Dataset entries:
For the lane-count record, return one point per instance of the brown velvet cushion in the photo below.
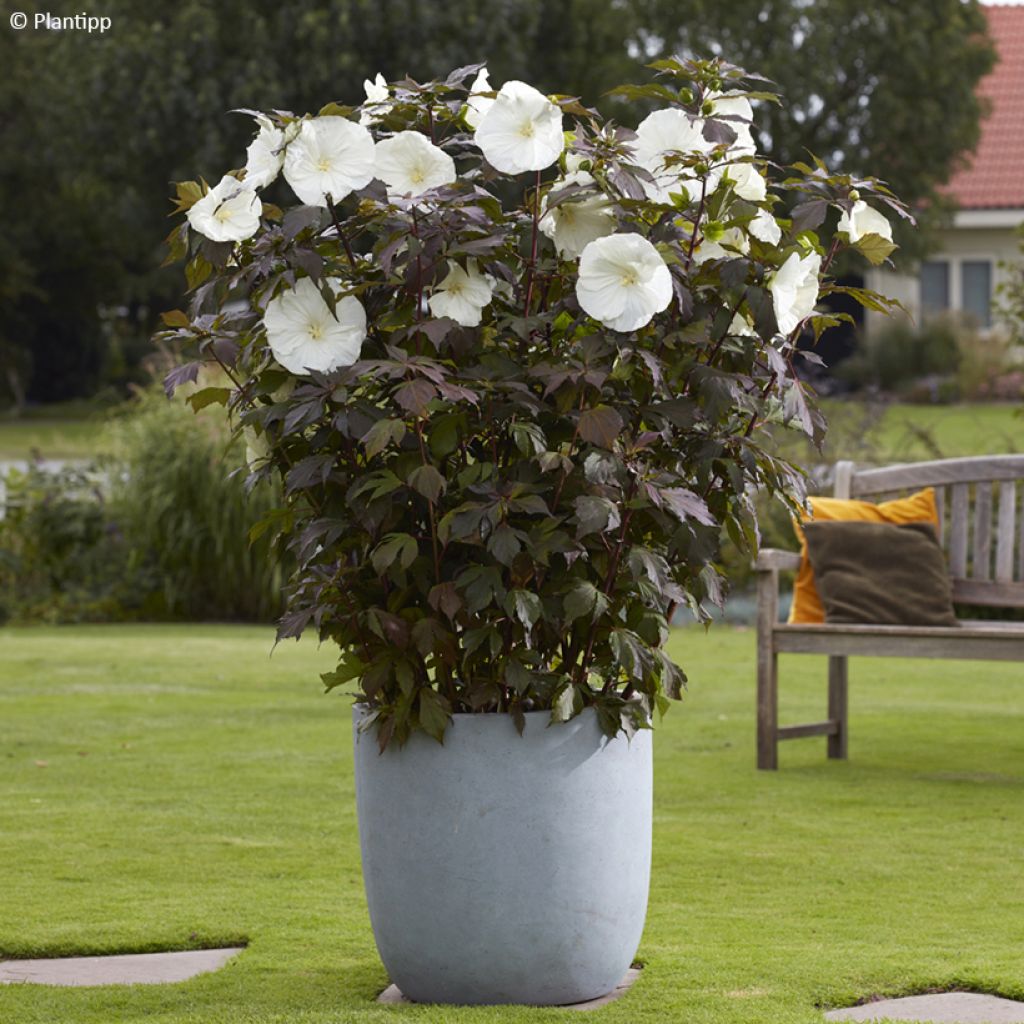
(880, 572)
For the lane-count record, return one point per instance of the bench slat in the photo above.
(923, 474)
(828, 728)
(983, 643)
(981, 556)
(1005, 536)
(957, 530)
(1000, 595)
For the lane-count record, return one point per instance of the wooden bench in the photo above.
(973, 496)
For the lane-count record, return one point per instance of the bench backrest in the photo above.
(980, 501)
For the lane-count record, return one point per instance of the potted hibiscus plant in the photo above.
(511, 361)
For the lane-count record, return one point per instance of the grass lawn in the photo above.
(171, 787)
(52, 438)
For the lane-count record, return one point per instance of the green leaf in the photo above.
(595, 515)
(381, 434)
(600, 425)
(350, 667)
(209, 396)
(394, 548)
(875, 248)
(434, 715)
(504, 544)
(525, 606)
(175, 317)
(563, 707)
(428, 481)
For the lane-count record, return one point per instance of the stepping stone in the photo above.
(392, 994)
(130, 969)
(943, 1008)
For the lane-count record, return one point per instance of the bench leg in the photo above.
(767, 706)
(838, 705)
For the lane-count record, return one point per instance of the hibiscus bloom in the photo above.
(662, 135)
(477, 104)
(577, 222)
(463, 294)
(377, 100)
(863, 219)
(794, 290)
(410, 164)
(265, 155)
(228, 212)
(521, 130)
(623, 282)
(331, 156)
(304, 335)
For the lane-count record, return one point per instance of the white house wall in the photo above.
(998, 245)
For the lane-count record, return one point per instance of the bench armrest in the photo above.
(775, 559)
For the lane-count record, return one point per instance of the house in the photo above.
(964, 271)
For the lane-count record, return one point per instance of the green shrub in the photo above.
(897, 355)
(159, 530)
(186, 516)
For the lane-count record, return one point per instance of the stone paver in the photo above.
(393, 996)
(943, 1008)
(130, 969)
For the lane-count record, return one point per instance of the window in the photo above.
(934, 286)
(976, 290)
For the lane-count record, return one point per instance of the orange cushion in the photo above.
(919, 507)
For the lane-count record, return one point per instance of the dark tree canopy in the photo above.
(92, 128)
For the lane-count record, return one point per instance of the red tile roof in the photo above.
(995, 176)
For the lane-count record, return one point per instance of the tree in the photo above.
(91, 126)
(868, 83)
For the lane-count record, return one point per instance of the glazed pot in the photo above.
(506, 868)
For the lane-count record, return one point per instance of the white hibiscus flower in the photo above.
(376, 105)
(736, 107)
(748, 182)
(623, 282)
(795, 290)
(410, 164)
(863, 219)
(331, 156)
(304, 335)
(477, 105)
(463, 294)
(765, 227)
(265, 155)
(521, 130)
(228, 212)
(664, 134)
(741, 327)
(577, 222)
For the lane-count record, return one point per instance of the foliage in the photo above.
(1010, 295)
(93, 127)
(900, 353)
(157, 530)
(61, 559)
(870, 86)
(179, 497)
(503, 516)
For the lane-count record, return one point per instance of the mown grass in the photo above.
(171, 787)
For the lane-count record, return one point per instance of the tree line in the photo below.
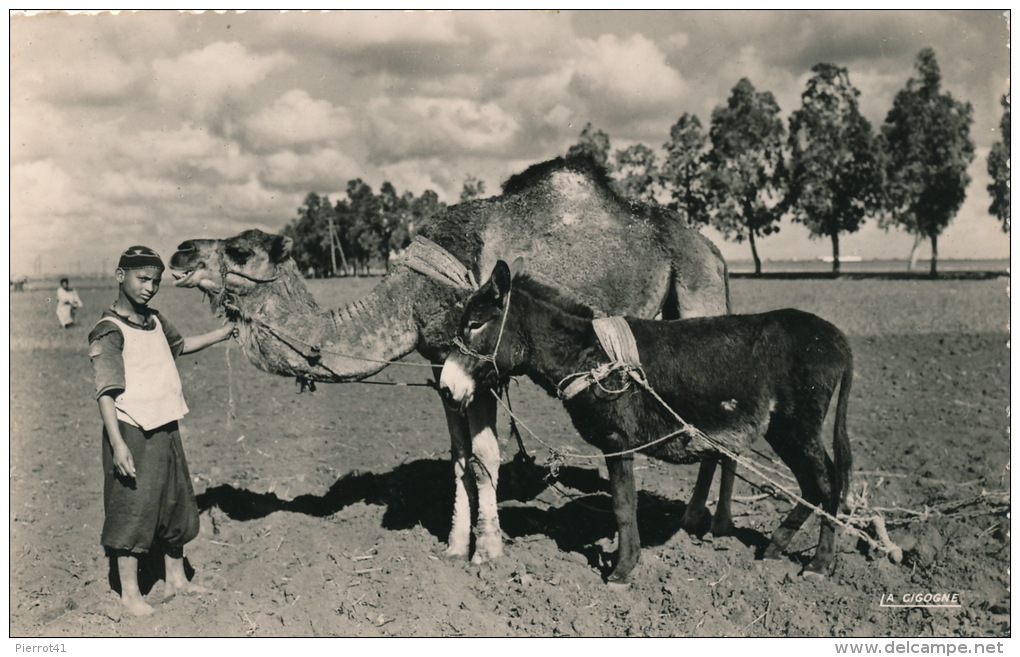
(826, 168)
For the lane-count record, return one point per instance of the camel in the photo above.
(577, 236)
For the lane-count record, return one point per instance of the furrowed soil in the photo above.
(326, 513)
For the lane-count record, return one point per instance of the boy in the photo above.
(147, 493)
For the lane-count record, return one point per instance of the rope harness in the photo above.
(618, 342)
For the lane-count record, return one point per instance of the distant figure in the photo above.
(67, 303)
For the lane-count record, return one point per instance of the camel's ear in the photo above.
(516, 266)
(500, 279)
(281, 248)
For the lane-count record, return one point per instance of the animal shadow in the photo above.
(420, 493)
(413, 493)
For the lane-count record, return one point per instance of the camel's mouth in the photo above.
(182, 278)
(192, 278)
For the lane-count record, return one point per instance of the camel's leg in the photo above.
(621, 483)
(464, 497)
(696, 510)
(485, 465)
(722, 521)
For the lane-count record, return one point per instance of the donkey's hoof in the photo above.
(488, 551)
(696, 520)
(455, 554)
(813, 574)
(722, 526)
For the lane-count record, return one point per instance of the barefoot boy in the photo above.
(147, 491)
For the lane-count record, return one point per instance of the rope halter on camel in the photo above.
(424, 256)
(619, 344)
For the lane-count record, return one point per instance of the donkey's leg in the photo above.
(696, 512)
(621, 484)
(722, 521)
(465, 497)
(485, 465)
(824, 472)
(795, 440)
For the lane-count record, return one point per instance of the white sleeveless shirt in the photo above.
(153, 395)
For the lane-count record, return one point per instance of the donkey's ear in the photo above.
(279, 249)
(516, 266)
(501, 279)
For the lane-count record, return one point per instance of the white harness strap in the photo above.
(618, 342)
(424, 256)
(616, 339)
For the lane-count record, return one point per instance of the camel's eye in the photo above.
(239, 254)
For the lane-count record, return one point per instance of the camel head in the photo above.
(236, 265)
(253, 258)
(196, 264)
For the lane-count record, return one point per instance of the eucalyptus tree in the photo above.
(474, 188)
(999, 169)
(747, 168)
(835, 177)
(927, 151)
(682, 173)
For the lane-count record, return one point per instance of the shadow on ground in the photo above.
(578, 525)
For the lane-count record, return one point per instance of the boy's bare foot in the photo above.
(137, 606)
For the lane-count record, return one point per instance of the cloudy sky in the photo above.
(157, 127)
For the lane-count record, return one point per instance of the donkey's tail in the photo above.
(840, 442)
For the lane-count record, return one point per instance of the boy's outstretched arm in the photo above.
(123, 463)
(198, 343)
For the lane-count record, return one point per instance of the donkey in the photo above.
(734, 377)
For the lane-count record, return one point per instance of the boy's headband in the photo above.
(139, 257)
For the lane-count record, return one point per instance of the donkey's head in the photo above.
(489, 350)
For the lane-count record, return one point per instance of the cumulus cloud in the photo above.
(323, 170)
(202, 81)
(420, 127)
(296, 119)
(621, 78)
(166, 122)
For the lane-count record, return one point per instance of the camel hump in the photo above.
(545, 173)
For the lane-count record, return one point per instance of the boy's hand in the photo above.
(123, 463)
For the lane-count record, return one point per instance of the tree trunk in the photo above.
(912, 261)
(754, 253)
(835, 254)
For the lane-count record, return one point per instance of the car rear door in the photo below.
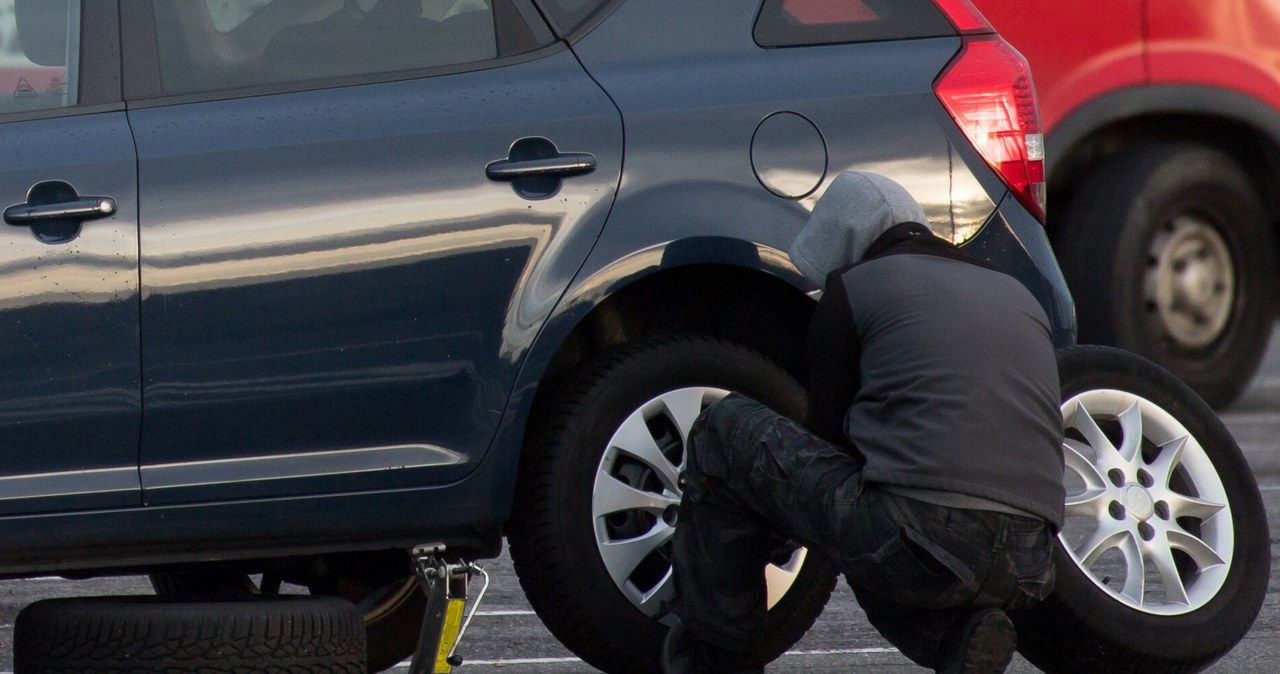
(69, 398)
(356, 215)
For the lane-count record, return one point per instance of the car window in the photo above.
(784, 23)
(37, 41)
(213, 45)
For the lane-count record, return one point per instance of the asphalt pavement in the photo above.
(507, 637)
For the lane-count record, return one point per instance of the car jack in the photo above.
(446, 587)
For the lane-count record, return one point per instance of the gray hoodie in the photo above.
(936, 367)
(854, 211)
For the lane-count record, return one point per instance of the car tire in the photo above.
(391, 601)
(1169, 253)
(560, 530)
(309, 634)
(1164, 560)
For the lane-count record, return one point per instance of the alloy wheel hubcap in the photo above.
(1147, 516)
(636, 496)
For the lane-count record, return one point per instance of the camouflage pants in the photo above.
(754, 478)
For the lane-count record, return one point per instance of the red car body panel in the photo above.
(1077, 55)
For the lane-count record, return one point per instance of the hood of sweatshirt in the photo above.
(851, 214)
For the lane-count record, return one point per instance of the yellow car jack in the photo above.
(446, 587)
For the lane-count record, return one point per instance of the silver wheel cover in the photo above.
(635, 498)
(1147, 516)
(1191, 280)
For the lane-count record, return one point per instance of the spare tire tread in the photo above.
(145, 634)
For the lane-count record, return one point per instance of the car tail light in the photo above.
(987, 88)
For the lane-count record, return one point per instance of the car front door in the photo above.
(71, 393)
(343, 248)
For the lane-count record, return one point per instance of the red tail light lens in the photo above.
(987, 87)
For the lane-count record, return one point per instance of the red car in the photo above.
(1164, 161)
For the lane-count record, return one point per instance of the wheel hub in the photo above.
(636, 496)
(1191, 282)
(1138, 503)
(1147, 516)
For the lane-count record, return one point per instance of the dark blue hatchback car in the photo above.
(291, 285)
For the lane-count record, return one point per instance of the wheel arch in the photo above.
(741, 290)
(1239, 125)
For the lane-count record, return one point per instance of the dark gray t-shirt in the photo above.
(955, 380)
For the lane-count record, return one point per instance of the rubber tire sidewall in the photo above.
(1082, 628)
(1104, 243)
(552, 537)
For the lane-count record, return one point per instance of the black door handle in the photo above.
(81, 209)
(54, 211)
(535, 168)
(563, 164)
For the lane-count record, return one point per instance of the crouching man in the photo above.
(929, 467)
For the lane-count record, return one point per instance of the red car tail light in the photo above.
(987, 88)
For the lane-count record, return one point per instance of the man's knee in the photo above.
(717, 436)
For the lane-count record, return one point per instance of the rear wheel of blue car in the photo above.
(595, 509)
(1164, 559)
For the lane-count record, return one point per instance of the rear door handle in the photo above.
(535, 168)
(561, 165)
(81, 209)
(54, 211)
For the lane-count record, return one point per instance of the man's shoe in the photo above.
(679, 655)
(981, 643)
(682, 654)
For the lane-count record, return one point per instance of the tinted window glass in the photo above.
(823, 22)
(568, 14)
(37, 41)
(210, 45)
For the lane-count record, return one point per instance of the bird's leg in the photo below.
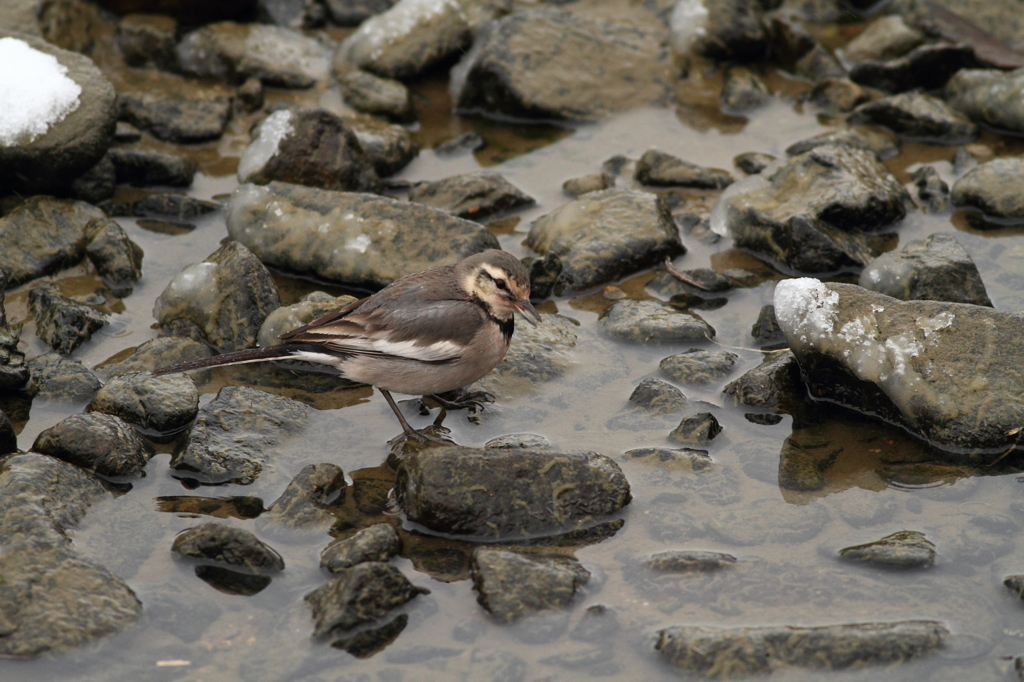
(464, 398)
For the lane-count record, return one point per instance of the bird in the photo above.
(426, 333)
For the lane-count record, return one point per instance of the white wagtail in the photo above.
(424, 334)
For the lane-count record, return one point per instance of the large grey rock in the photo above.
(276, 55)
(815, 211)
(346, 237)
(508, 493)
(221, 300)
(511, 586)
(603, 236)
(47, 159)
(546, 64)
(42, 236)
(95, 442)
(748, 651)
(994, 187)
(413, 35)
(236, 433)
(937, 268)
(310, 146)
(918, 364)
(988, 96)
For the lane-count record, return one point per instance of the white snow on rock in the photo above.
(35, 92)
(276, 127)
(808, 313)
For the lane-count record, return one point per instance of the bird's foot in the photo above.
(463, 399)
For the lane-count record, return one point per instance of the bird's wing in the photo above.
(402, 326)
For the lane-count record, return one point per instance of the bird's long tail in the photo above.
(236, 357)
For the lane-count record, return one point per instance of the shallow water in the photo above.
(785, 541)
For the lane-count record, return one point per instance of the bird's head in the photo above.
(501, 282)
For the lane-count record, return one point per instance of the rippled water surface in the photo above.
(785, 541)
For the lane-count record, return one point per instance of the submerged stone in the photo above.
(906, 549)
(927, 366)
(748, 651)
(508, 493)
(603, 236)
(512, 585)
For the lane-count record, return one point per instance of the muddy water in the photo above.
(785, 541)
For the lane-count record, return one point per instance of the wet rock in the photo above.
(774, 384)
(302, 504)
(933, 193)
(377, 96)
(688, 561)
(354, 12)
(926, 366)
(390, 146)
(838, 94)
(236, 433)
(274, 54)
(937, 268)
(657, 168)
(61, 379)
(698, 368)
(514, 71)
(174, 109)
(586, 183)
(162, 351)
(208, 302)
(142, 168)
(95, 442)
(313, 147)
(377, 543)
(413, 35)
(61, 323)
(698, 429)
(814, 212)
(508, 493)
(157, 406)
(994, 187)
(742, 90)
(733, 30)
(227, 546)
(886, 38)
(769, 521)
(511, 586)
(906, 549)
(753, 163)
(147, 40)
(644, 322)
(360, 594)
(42, 236)
(61, 135)
(884, 144)
(989, 97)
(819, 65)
(603, 236)
(916, 115)
(464, 143)
(748, 651)
(359, 244)
(520, 440)
(927, 67)
(472, 196)
(658, 396)
(116, 257)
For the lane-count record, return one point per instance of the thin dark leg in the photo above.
(404, 425)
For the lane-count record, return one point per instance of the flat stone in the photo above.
(603, 236)
(348, 237)
(936, 268)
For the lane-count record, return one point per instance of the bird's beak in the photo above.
(529, 313)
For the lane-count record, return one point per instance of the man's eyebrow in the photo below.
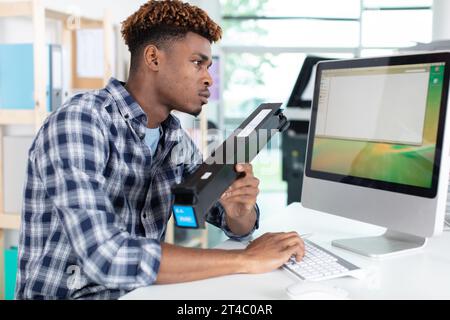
(204, 57)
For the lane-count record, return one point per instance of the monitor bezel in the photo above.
(434, 57)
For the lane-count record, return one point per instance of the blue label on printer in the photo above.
(185, 216)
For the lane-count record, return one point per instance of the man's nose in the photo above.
(208, 79)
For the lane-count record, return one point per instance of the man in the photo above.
(97, 195)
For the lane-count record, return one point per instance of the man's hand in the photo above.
(239, 200)
(272, 250)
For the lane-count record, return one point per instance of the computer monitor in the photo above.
(378, 148)
(302, 92)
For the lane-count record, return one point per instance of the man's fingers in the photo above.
(244, 191)
(245, 182)
(244, 167)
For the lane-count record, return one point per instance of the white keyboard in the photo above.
(320, 264)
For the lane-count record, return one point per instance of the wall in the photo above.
(441, 21)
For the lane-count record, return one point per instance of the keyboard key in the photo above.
(319, 264)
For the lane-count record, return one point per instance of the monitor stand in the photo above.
(388, 244)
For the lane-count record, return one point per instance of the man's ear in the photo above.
(152, 57)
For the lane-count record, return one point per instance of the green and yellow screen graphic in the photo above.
(408, 164)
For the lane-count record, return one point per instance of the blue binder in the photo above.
(17, 77)
(10, 272)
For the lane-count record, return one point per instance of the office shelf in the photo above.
(11, 117)
(35, 10)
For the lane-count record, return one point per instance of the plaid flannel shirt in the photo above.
(96, 203)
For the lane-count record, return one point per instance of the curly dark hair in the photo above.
(160, 22)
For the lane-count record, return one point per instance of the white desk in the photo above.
(424, 274)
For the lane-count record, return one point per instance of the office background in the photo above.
(259, 60)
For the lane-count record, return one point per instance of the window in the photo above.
(266, 41)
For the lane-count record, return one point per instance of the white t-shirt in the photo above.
(152, 136)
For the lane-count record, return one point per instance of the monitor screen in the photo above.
(378, 123)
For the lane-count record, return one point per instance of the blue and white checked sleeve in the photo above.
(216, 215)
(71, 162)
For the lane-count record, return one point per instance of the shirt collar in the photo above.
(128, 107)
(131, 110)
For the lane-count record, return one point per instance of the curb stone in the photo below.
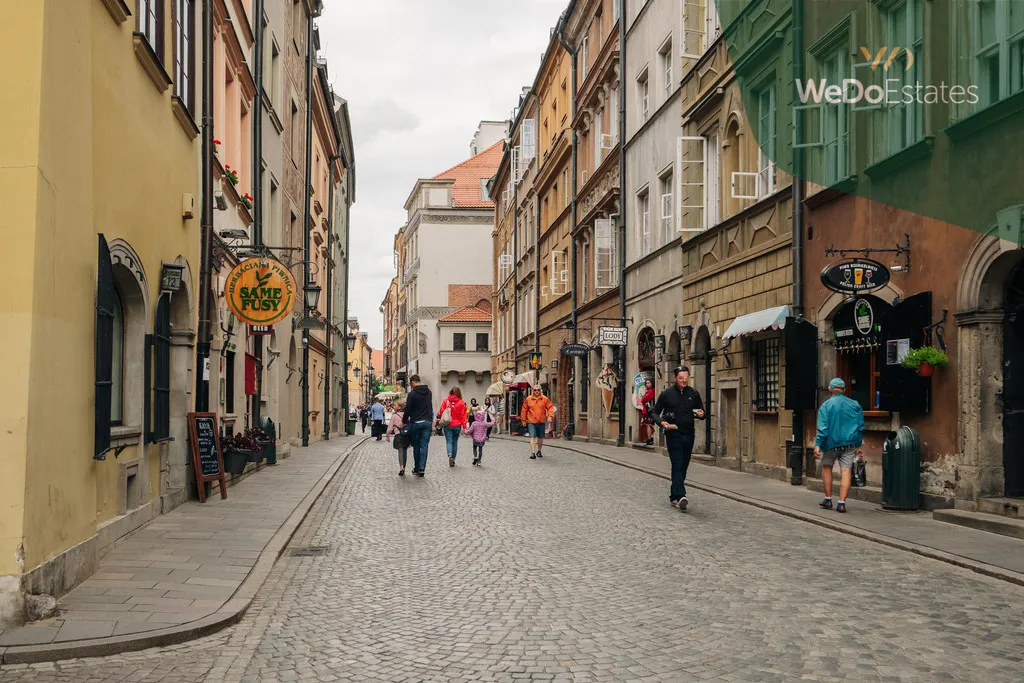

■ **GIVEN EXERCISE**
Copy the lines above verbatim, starting at the line that contains "red car tail light in the photo above." and ending at the line that contains "(1164, 559)", with both of those lines included.

■ **ANSWER FOR THIS EXERCISE**
For the lane-count record, return one point per instance of the red car tail light in the photo above.
(987, 88)
For the lane-count record, return one point per instance of the man's knee in the photo above.
(717, 436)
For the lane-count record, return one point per instance of the rear wheel of blue car in the photo above.
(595, 509)
(1164, 559)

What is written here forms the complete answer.